* _Instructions for the task_
Your answer must be an exact transcription of every record below, with the pictures omitted.

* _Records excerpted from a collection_
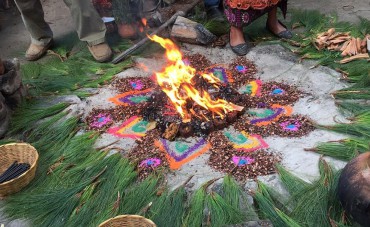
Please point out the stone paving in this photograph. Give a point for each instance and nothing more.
(274, 64)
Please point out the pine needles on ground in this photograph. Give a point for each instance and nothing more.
(48, 208)
(353, 107)
(313, 203)
(345, 149)
(168, 210)
(104, 202)
(139, 196)
(291, 182)
(235, 196)
(28, 114)
(194, 215)
(268, 209)
(220, 212)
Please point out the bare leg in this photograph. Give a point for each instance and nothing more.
(236, 36)
(273, 23)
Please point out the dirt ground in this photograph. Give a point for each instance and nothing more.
(14, 38)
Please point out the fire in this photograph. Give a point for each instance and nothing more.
(176, 81)
(144, 21)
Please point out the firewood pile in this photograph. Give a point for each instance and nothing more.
(350, 47)
(12, 91)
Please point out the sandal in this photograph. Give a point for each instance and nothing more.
(241, 49)
(287, 34)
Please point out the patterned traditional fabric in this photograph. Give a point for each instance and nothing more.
(245, 13)
(254, 4)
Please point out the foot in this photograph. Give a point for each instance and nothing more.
(236, 36)
(278, 29)
(35, 52)
(214, 13)
(101, 52)
(237, 42)
(128, 31)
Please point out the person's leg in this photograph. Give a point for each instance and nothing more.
(213, 10)
(41, 34)
(273, 22)
(236, 36)
(33, 19)
(90, 28)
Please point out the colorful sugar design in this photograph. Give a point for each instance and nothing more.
(221, 73)
(242, 160)
(291, 125)
(186, 61)
(101, 120)
(265, 116)
(133, 128)
(137, 84)
(132, 97)
(150, 162)
(253, 88)
(179, 153)
(244, 142)
(241, 68)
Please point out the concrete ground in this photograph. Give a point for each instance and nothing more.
(273, 62)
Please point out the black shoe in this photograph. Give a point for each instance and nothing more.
(241, 49)
(287, 34)
(214, 13)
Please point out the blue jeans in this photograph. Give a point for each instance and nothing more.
(210, 3)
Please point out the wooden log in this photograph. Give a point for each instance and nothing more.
(355, 57)
(354, 188)
(11, 80)
(2, 67)
(188, 31)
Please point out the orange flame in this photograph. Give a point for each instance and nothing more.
(144, 21)
(175, 81)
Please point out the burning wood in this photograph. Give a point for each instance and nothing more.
(188, 102)
(178, 82)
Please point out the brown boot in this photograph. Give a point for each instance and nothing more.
(128, 31)
(101, 52)
(35, 52)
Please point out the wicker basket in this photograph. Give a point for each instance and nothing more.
(128, 221)
(23, 153)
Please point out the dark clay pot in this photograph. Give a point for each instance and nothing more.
(354, 189)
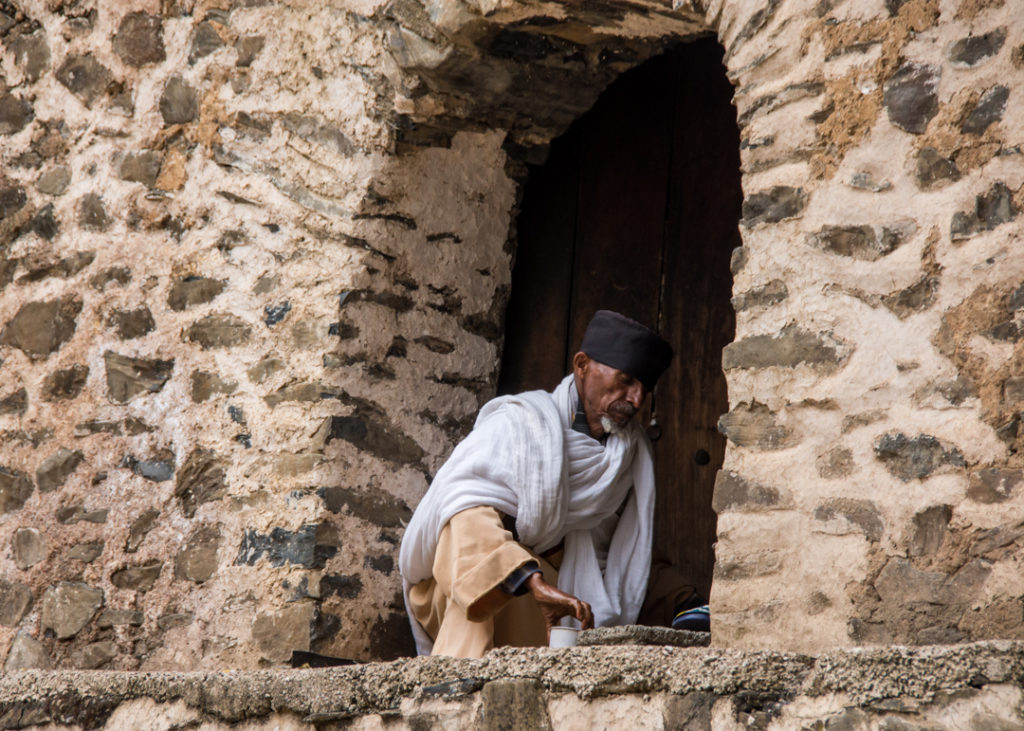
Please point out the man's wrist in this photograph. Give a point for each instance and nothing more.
(516, 583)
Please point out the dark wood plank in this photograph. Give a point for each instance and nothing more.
(537, 318)
(624, 169)
(700, 230)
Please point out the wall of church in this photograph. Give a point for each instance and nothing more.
(871, 486)
(254, 258)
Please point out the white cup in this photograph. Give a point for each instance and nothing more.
(563, 637)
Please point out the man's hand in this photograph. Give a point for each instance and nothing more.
(555, 604)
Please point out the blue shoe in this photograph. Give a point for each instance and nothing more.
(695, 619)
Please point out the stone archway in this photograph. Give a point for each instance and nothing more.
(636, 210)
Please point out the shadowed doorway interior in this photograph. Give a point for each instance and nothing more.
(636, 210)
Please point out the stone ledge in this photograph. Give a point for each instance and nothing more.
(862, 676)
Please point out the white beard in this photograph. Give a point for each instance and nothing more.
(610, 427)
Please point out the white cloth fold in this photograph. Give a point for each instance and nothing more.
(523, 459)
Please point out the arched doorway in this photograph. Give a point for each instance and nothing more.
(636, 210)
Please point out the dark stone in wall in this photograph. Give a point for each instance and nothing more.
(933, 168)
(14, 114)
(56, 468)
(41, 328)
(391, 638)
(991, 209)
(26, 653)
(66, 383)
(861, 513)
(914, 458)
(930, 528)
(264, 370)
(988, 111)
(12, 200)
(764, 296)
(690, 712)
(131, 324)
(274, 313)
(92, 214)
(158, 468)
(115, 274)
(974, 49)
(119, 617)
(733, 492)
(86, 553)
(858, 242)
(127, 377)
(993, 484)
(93, 655)
(323, 629)
(774, 205)
(372, 433)
(15, 403)
(788, 348)
(15, 600)
(139, 39)
(340, 586)
(179, 102)
(188, 291)
(84, 77)
(219, 331)
(370, 504)
(139, 528)
(309, 547)
(383, 563)
(910, 96)
(45, 224)
(915, 298)
(28, 548)
(205, 41)
(753, 425)
(201, 479)
(139, 578)
(141, 167)
(204, 385)
(198, 561)
(71, 514)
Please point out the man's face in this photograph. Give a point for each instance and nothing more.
(606, 394)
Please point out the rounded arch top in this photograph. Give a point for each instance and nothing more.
(527, 68)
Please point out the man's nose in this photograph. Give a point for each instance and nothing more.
(635, 394)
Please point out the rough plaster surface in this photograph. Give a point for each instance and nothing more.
(253, 265)
(970, 686)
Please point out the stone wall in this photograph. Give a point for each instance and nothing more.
(870, 488)
(254, 258)
(975, 686)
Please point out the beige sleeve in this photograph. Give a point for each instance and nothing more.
(474, 555)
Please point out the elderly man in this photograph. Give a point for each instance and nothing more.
(545, 511)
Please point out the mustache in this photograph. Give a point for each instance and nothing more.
(622, 409)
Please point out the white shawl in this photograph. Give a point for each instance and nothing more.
(523, 459)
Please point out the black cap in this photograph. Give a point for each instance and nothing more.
(625, 344)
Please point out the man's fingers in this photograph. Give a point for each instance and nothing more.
(584, 614)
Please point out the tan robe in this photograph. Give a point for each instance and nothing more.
(474, 555)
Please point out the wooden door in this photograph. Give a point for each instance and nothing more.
(636, 211)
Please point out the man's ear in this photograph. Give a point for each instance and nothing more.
(580, 362)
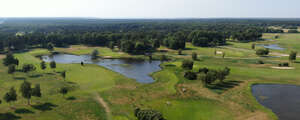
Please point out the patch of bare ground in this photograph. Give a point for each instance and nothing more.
(283, 68)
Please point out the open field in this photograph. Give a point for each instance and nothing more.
(173, 95)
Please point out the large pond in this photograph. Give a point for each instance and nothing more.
(132, 68)
(271, 46)
(283, 100)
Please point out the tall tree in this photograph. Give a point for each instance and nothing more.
(26, 91)
(43, 65)
(11, 95)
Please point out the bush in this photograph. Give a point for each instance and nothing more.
(203, 70)
(187, 64)
(260, 62)
(190, 75)
(261, 52)
(283, 64)
(194, 56)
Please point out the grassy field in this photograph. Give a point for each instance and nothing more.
(173, 95)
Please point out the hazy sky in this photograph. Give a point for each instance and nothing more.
(150, 8)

* _Task result_
Please point out the stone paving in this photograph. Give a point for each instance and nothing more.
(274, 64)
Please point out the pine needles on ground in this photograph. Give a point for each instance and nothing more.
(48, 208)
(353, 107)
(313, 203)
(345, 149)
(168, 210)
(104, 202)
(139, 196)
(291, 182)
(235, 196)
(28, 114)
(194, 215)
(268, 209)
(220, 212)
Please point out the bare leg in this photograph. Give a point for each instance and nothing more.
(236, 36)
(273, 23)
Please point out the dirt ground in this photograph. Give a point for each instance and nothing more.
(14, 38)
Please point out the fire in this photograph. Give a point for each instance and nothing more.
(176, 81)
(144, 21)
Please point out the firewood pile in this photograph. Give a point for each instance and nothing more.
(350, 47)
(12, 91)
Please point out the sandal in this photograph. Give a point for each instance and nothing more.
(241, 49)
(287, 34)
Please point out the patterned traditional fabric in this photograph. Give a point for each instance and nothing more.
(245, 13)
(254, 4)
Please point out the foot in this photograph. Give a point for each instance and nothing more.
(236, 36)
(278, 29)
(35, 52)
(214, 13)
(101, 52)
(237, 42)
(128, 31)
Please point out the person's leg in this photograph. Give a point for each instance and nothing more.
(213, 10)
(41, 34)
(273, 22)
(236, 36)
(33, 19)
(90, 28)
Please point out the colorful sugar design in this photograph. Give a point for each instance and nothing more.
(221, 73)
(242, 160)
(291, 125)
(186, 61)
(101, 120)
(265, 116)
(133, 128)
(137, 84)
(132, 97)
(150, 162)
(253, 88)
(179, 153)
(244, 142)
(241, 68)
Please point out the concrete ground in this photograph. Give a point for each instance and nothing more.
(273, 62)
Please point out the black shoe in this photograph. Give a point for each instance and nothing more.
(241, 49)
(287, 34)
(214, 13)
Please point out the blue jeans in this photograph. Give a point for each instance and nothing more.
(210, 3)
Please point out the wooden log in this photograph. Give a point for each instance and nothing more.
(355, 57)
(354, 188)
(11, 80)
(2, 67)
(188, 31)
Please point out the orange flame in this photograph. Give a point for each instance and nothing more.
(144, 21)
(175, 81)
Please point out the burning wood in this photograph. Give a point for each instance and nothing more.
(188, 102)
(178, 82)
Please point out the brown boot in this photograph. Give a point for each instance and nothing more.
(128, 31)
(101, 52)
(35, 52)
Please point out the wicker basket in this photograph. Give a point for each instance and nothing more.
(128, 221)
(23, 153)
Please point out the dark clay pot in this photograph. Give a point for each instance and nothing more.
(354, 189)
Please point out the man's wrist in this photograph. Give a point for each instance and nothing more.
(516, 583)
Please point out the dark wood plank in this photograph. Give a point for each instance and nothing more.
(537, 318)
(624, 169)
(700, 230)
Please point out the wall of church in this photograph. Give a point for each instance and nothing more.
(871, 486)
(254, 258)
Please point out the white cup in this photograph. Give a point for each instance and nothing more.
(563, 637)
Please point out the man's hand in this photograph. Give a point for each instance and nothing more.
(555, 604)
Please point out the blue shoe in this photograph. Give a point for each instance and nothing more.
(695, 619)
Please point out the stone archway in this photograph. Give a point for each instance and nothing more.
(636, 210)
Please point out the shadowed doorway interior in this photograph. Give a point for each instance and nothing more.
(636, 210)
Please point out the stone ledge in this photograph. Give a point for each instance and nothing more.
(862, 676)
Please point out the white beard in this photograph. Give a point for each instance and nothing more.
(610, 427)
Please point out the white cloth fold in this photograph. Give a point for each instance and nothing more.
(523, 459)
Please point out the arched doorway in this photograph. Give a point for each instance and nothing more.
(636, 210)
Please point out the dark stone in wall in this photograph. Give a point for each instance and nothing more.
(933, 168)
(14, 114)
(56, 468)
(41, 328)
(391, 638)
(991, 209)
(26, 653)
(66, 383)
(861, 513)
(914, 458)
(930, 528)
(264, 370)
(988, 111)
(12, 200)
(764, 296)
(690, 712)
(131, 324)
(274, 313)
(92, 214)
(158, 468)
(115, 274)
(974, 49)
(119, 617)
(733, 492)
(86, 553)
(858, 242)
(127, 377)
(993, 484)
(93, 655)
(323, 629)
(774, 205)
(372, 433)
(15, 403)
(788, 348)
(15, 600)
(139, 39)
(340, 586)
(179, 102)
(188, 291)
(84, 77)
(219, 331)
(370, 504)
(139, 528)
(309, 547)
(383, 563)
(910, 96)
(45, 224)
(915, 298)
(28, 548)
(205, 41)
(753, 425)
(201, 479)
(139, 578)
(141, 167)
(204, 385)
(198, 561)
(71, 514)
Please point out the man's face in this photograph. Give a point for each instance and nothing more.
(606, 394)
Please point out the rounded arch top in this photograph. Give a point for each instance and nothing more.
(527, 68)
Please point out the man's nose in this photograph. Give a point for each instance and nothing more.
(635, 394)
Please point out the rough plaster surface in this photograph. Give a point for each instance and nothing more.
(253, 265)
(970, 686)
Please point out the stone wall in this photograph. Give a point for each instance and nothing more.
(870, 488)
(254, 258)
(975, 686)
Please point out the beige sleeve in this photograph. Give a point for each instance and nothing more.
(474, 555)
Please point out the elderly man in this photograph. Give a point for each instance and nothing more.
(545, 511)
Please point out the mustache in this photograph. Give a point for each instance and nothing more.
(622, 409)
Please point out the white shawl in this photograph. Give a point for each instance and nothing more.
(523, 459)
Please point out the black cap in this photograph. Give a point for each instance and nothing more.
(625, 344)
Please point out the man's fingers in this photograph. Give a point for each instance and nothing more.
(584, 614)
Please point out the tan robe in this photograph. Give a point for each instance and nothing more.
(474, 555)
Please point out the wooden door in this photograph. Give a point for each instance and nothing more.
(636, 211)
Please point out the man's ear in this photograph. Give a point for each instance and nothing more.
(580, 362)
Please point out the patch of bare ground in this photograph. Give a point for each instance and nothing more.
(283, 68)
Please point out the open field in this photograph. Give a point for each instance and nothing more.
(173, 95)
Please point out the large pond in this photograph. Give a point for each instance and nothing more.
(132, 68)
(271, 46)
(283, 100)
Please point out the tall tree in this photograph. Give a point for each instance and nothing more.
(26, 91)
(43, 65)
(11, 95)
Please point out the bush in this photograph. Give a point for each instance and nothing more.
(203, 70)
(187, 64)
(260, 62)
(190, 75)
(261, 52)
(283, 64)
(194, 56)
Please point out the grassy field in this photograph. Give a point for each instance and nothing more.
(173, 95)
Please point out the hazy sky in this photograph. Give a point for each instance and nothing more.
(150, 8)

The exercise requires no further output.